● Data provided:
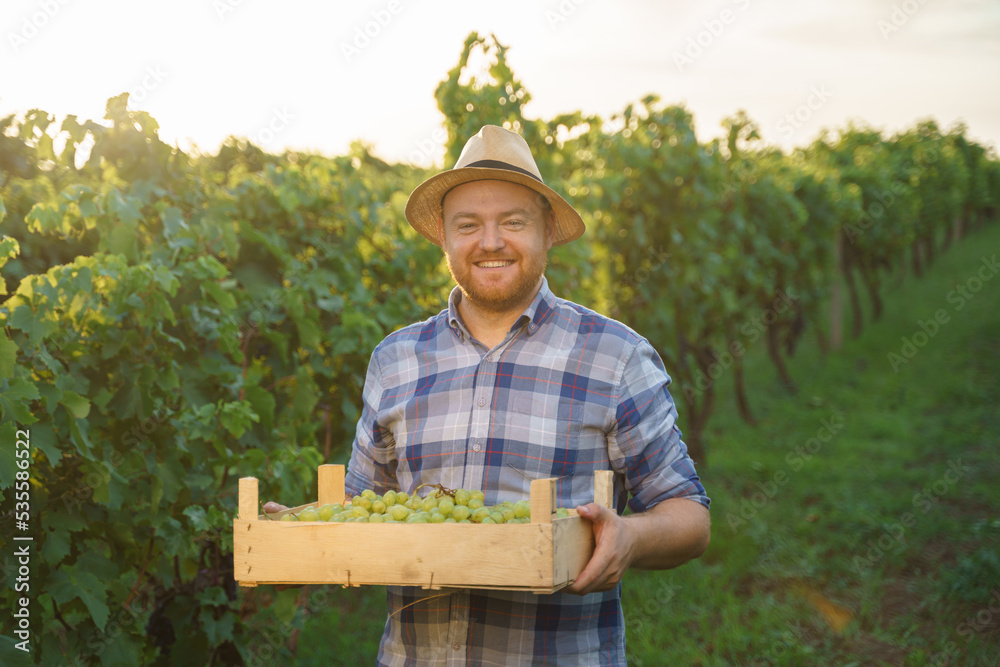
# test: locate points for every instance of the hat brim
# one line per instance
==
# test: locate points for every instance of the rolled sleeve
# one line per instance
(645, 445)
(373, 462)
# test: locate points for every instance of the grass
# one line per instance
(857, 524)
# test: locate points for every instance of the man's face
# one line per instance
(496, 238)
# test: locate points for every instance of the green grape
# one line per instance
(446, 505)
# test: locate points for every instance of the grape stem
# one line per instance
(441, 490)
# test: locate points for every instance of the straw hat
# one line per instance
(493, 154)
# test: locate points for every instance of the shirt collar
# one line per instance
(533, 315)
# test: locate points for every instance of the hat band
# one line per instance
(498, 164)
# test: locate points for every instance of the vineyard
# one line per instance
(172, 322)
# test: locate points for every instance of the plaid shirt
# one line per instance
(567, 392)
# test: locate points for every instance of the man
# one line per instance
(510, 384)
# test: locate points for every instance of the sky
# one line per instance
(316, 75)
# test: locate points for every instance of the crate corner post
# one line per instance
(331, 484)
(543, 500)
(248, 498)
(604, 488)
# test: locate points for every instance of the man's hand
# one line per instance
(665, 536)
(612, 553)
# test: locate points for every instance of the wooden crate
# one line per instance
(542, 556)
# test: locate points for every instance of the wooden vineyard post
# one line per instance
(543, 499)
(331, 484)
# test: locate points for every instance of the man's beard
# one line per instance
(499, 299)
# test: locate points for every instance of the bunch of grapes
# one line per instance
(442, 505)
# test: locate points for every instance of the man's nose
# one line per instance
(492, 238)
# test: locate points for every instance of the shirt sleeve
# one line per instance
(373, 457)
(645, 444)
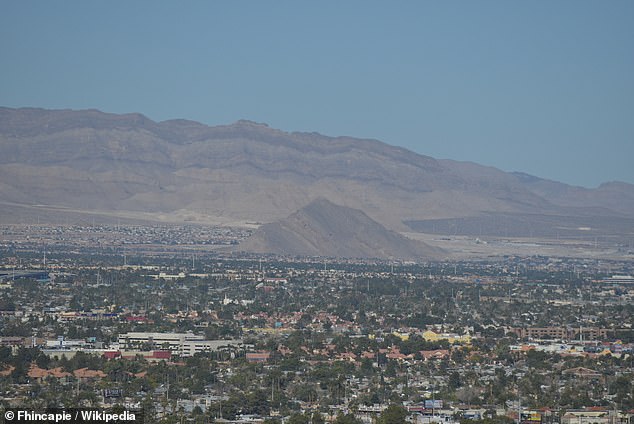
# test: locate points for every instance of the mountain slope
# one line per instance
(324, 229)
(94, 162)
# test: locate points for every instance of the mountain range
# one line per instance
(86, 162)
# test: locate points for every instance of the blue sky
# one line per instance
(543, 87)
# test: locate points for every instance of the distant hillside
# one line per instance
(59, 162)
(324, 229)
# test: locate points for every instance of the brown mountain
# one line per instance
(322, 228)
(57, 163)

● Exercise objective:
Reproduce every line above containing "mountain".

● Written answer:
# test: locate points for every instance of the mountain slope
# test: locate points for every instance of the mountain range
# test: locate points for every instance of the brown mountain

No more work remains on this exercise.